Provided data »
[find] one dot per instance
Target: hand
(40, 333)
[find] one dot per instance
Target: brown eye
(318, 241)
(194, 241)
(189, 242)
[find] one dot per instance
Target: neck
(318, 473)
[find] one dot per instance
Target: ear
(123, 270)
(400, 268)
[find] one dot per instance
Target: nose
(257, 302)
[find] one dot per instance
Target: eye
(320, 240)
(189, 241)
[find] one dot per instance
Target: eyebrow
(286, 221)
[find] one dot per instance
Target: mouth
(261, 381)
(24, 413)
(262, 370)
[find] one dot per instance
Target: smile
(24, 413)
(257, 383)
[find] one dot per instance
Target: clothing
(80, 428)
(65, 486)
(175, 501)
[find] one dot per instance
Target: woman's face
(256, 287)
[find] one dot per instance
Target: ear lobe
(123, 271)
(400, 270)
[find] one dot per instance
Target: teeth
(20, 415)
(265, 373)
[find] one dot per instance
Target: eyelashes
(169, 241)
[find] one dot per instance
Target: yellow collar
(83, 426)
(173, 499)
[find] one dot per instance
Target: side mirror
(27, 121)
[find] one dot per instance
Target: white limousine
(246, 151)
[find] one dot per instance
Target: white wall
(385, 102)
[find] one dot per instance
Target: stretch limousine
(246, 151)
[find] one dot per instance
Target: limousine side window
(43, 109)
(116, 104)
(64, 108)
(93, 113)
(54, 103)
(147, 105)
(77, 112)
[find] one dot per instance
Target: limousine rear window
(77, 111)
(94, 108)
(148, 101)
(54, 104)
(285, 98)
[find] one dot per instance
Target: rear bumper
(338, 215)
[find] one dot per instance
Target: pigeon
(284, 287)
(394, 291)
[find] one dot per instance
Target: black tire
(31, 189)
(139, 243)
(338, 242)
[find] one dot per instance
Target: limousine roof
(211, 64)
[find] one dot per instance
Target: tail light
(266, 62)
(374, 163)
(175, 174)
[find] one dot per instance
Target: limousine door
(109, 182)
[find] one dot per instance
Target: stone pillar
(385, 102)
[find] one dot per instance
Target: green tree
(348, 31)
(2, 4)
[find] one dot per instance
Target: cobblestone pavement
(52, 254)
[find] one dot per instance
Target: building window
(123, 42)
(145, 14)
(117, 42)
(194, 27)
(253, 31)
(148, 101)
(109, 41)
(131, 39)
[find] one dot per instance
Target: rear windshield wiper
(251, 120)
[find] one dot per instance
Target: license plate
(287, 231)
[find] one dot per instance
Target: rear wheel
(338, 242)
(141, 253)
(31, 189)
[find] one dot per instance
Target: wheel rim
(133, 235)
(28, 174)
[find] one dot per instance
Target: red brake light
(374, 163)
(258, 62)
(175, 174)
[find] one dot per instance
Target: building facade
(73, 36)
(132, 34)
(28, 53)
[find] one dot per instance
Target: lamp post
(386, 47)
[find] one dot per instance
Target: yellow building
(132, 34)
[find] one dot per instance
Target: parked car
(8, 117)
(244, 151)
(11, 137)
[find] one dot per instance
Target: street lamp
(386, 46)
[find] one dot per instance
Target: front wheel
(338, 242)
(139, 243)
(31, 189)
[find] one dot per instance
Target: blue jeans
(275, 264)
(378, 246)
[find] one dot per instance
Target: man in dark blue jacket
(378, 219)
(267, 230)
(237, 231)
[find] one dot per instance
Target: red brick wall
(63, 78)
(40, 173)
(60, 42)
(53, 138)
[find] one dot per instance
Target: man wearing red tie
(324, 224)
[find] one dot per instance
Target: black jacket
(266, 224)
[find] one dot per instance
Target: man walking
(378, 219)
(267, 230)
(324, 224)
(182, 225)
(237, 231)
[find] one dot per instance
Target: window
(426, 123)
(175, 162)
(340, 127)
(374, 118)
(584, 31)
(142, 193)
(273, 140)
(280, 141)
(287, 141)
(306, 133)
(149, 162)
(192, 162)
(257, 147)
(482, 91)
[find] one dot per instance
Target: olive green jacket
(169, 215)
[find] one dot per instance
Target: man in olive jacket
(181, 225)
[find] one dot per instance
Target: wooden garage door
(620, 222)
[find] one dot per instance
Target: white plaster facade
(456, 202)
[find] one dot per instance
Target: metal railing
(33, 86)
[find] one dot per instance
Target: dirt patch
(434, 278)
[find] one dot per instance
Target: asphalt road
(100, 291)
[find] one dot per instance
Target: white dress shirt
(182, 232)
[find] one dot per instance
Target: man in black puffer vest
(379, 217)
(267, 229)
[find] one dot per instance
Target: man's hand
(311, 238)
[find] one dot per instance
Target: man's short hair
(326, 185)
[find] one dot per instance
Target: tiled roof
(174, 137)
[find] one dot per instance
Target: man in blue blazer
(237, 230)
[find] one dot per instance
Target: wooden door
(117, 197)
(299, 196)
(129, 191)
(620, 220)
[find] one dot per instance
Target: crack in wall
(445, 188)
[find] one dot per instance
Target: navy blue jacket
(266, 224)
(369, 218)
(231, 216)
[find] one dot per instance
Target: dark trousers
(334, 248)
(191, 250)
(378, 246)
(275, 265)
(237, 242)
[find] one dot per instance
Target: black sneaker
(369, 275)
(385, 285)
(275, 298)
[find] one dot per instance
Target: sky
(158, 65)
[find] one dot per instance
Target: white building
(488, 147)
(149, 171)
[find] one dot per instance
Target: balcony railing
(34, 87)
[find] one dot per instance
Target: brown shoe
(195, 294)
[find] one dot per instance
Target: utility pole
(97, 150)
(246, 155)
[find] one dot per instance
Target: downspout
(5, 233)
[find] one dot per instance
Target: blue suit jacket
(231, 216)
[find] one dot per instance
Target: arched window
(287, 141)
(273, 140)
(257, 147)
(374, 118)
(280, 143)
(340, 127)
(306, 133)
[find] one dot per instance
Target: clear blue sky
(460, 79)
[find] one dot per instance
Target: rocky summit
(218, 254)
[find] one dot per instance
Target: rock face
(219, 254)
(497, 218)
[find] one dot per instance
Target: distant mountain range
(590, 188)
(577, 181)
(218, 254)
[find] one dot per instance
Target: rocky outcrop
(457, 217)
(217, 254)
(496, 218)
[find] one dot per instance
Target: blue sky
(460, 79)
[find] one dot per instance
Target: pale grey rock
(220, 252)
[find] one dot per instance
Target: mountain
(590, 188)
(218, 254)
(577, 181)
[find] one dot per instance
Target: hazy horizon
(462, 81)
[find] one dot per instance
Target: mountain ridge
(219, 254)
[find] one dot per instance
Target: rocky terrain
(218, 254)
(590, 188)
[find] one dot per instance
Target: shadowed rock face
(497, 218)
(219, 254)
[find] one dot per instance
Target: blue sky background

Your task »
The answer must be the full listing, copied exactly.

Exercise solution »
[find] one dot per instance
Target: hand
(40, 333)
[find] one dot per instance
Target: brown eye
(318, 241)
(194, 241)
(189, 242)
[find] one dot per instance
Target: neck
(318, 473)
[find] one dot per instance
Target: ear
(123, 270)
(400, 268)
[find] one dot per instance
Target: nose
(257, 302)
[find] one dot per instance
Target: eye
(320, 240)
(189, 241)
[find] one dot per instance
Target: eyebrow
(286, 221)
[find] one dot per instance
Target: mouth
(261, 381)
(24, 413)
(262, 370)
[find] one dot per instance
Target: smile
(24, 413)
(257, 383)
[find] one dot per instance
Target: clothing
(80, 428)
(65, 486)
(175, 501)
[find] one dot per instance
Target: woman's face
(256, 287)
[find] one dot per instance
Target: ear lobe
(123, 271)
(400, 270)
[find] one dot per instance
Target: teeth
(20, 415)
(265, 373)
[find] one dot per instance
Target: eyelashes
(169, 241)
[find] one dot per instance
Target: yellow collar
(83, 426)
(173, 499)
[find] one dot per instance
Target: side mirror
(27, 121)
[find] one dot per instance
Target: white limousine
(246, 151)
[find] one dot per instance
Target: white wall
(385, 102)
[find] one dot per instance
Target: stretch limousine
(246, 151)
[find] one dot per instance
Target: limousine side window
(43, 109)
(116, 104)
(64, 108)
(93, 113)
(54, 103)
(147, 105)
(77, 112)
[find] one dot per instance
Target: limousine rear window
(77, 111)
(94, 108)
(148, 101)
(54, 104)
(285, 98)
[find] one dot per instance
Target: rear bumper
(338, 215)
[find] one dot per instance
Target: pigeon
(284, 287)
(394, 291)
[find] one dot per instance
Target: black tire
(31, 189)
(139, 243)
(338, 242)
[find] one dot per instance
Target: limousine roof
(211, 64)
[find] one dot per instance
Target: tail light
(266, 62)
(374, 163)
(175, 174)
[find] one dot per instance
Target: limousine door
(109, 182)
[find] one dot per instance
Target: stone pillar
(385, 102)
[find] one dot per instance
Target: green tree
(348, 31)
(2, 4)
[find] one dot per instance
Target: cobblestone pavement
(52, 254)
[find] one dot per instance
Target: building window
(123, 42)
(145, 14)
(117, 42)
(194, 27)
(253, 31)
(148, 101)
(109, 41)
(131, 39)
[find] one dot per instance
Target: rear windshield wiper
(251, 120)
[find] one dot per instance
Target: license plate
(287, 231)
[find] one dot per instance
Target: rear wheel
(338, 242)
(141, 253)
(31, 189)
[find] one dot per instance
Target: wheel rim
(133, 235)
(28, 174)
[find] one dot per instance
Target: red brake light
(374, 163)
(258, 62)
(175, 174)
[find] one dot per instance
Target: building facade
(73, 36)
(132, 34)
(28, 53)
[find] one dot per instance
Target: lamp post
(386, 47)
[find] one dot per instance
Target: yellow building
(132, 34)
[find] one dot per instance
Target: parked car
(8, 117)
(244, 151)
(11, 137)
[find] one dot per instance
Target: street lamp
(386, 46)
[find] one dot per instance
Target: front wheel
(338, 242)
(139, 243)
(31, 189)
[find] one dot per instance
Target: blue jeans
(275, 264)
(378, 246)
[find] one dot per instance
Target: man in dark blue jacket
(378, 219)
(267, 230)
(237, 231)
[find] one dot per instance
Target: red brick wall
(63, 78)
(40, 173)
(60, 42)
(53, 138)
[find] one dot per instance
Target: man wearing red tie
(324, 224)
[find] one dot per instance
Target: black jacket
(266, 224)
[find] one dot per instance
Target: man walking
(378, 219)
(267, 230)
(324, 224)
(182, 225)
(237, 231)
[find] one dot per instance
Target: window
(426, 123)
(175, 162)
(340, 127)
(374, 118)
(584, 31)
(142, 193)
(273, 140)
(280, 141)
(287, 141)
(306, 133)
(149, 162)
(192, 162)
(257, 147)
(482, 91)
[find] one dot per instance
Target: olive green jacket
(169, 215)
[find] one dot per instance
Target: man in olive jacket
(181, 225)
[find] one dot per instance
Target: wooden garage door
(620, 222)
[find] one dot per instance
Target: white plaster facade
(456, 202)
[find] one dot per instance
Target: metal railing
(33, 86)
[find] one dot per instance
Target: dirt patch
(434, 278)
[find] one dot per instance
Target: asphalt road
(100, 291)
[find] one dot per instance
Target: white dress shirt
(182, 232)
[find] one dot per instance
Target: man in black puffer vest
(379, 217)
(267, 229)
[find] one dot per instance
Target: man's hand
(311, 238)
[find] one dot per instance
Target: man's short hair
(326, 185)
[find] one dot per instance
Target: tiled roof
(174, 137)
[find] one dot per instance
Target: man in blue blazer
(237, 230)
[find] one dot per instance
Target: wooden door
(117, 197)
(299, 196)
(129, 191)
(620, 220)
[find] one dot per instance
Target: crack in wall
(445, 188)
[find] one dot per instance
Target: navy blue jacket
(266, 224)
(369, 218)
(231, 216)
[find] one dot per instance
Target: dark trousers
(334, 248)
(191, 250)
(378, 246)
(275, 265)
(237, 242)
[find] one dot per instance
Target: black sneaker
(369, 275)
(385, 285)
(275, 298)
[find] one dot per instance
Target: sky
(158, 65)
[find] one dot per instance
Target: white building
(488, 147)
(149, 171)
[find] one dot per instance
Target: balcony railing
(34, 87)
[find] one dot per instance
Target: brown shoe
(195, 294)
[find] one dot per instance
Target: utility pole
(97, 150)
(246, 155)
[find] one dot per instance
Target: downspout
(5, 233)
[find] one dot per instance
Target: blue suit jacket
(231, 216)
[find] one dot per instance
Target: arched window
(287, 141)
(273, 140)
(257, 147)
(374, 118)
(280, 143)
(340, 127)
(306, 133)
[find] one dot per instance
Target: clear blue sky
(460, 79)
[find] one dot per instance
Target: rocky summit
(218, 254)
[find] one dot per instance
Target: rock face
(219, 254)
(497, 218)
[find] one dot per instance
Target: distant mountain range
(590, 188)
(577, 181)
(218, 254)
[find] one dot per instance
Target: rocky outcrop
(457, 217)
(217, 254)
(496, 218)
[find] one dot per instance
Target: blue sky
(460, 79)
[find] one dot per instance
Target: pale grey rock
(220, 252)
[find] one dot per instance
Target: mountain
(590, 188)
(218, 254)
(577, 181)
[find] one dot per instance
Target: hazy horizon
(462, 81)
[find] one dot per instance
Target: mountain ridge
(219, 254)
[find] one dot per instance
Target: rocky terrain
(218, 254)
(590, 188)
[find] one dot per instance
Target: shadowed rock face
(497, 218)
(219, 254)
[find] one dot per instance
Target: blue sky background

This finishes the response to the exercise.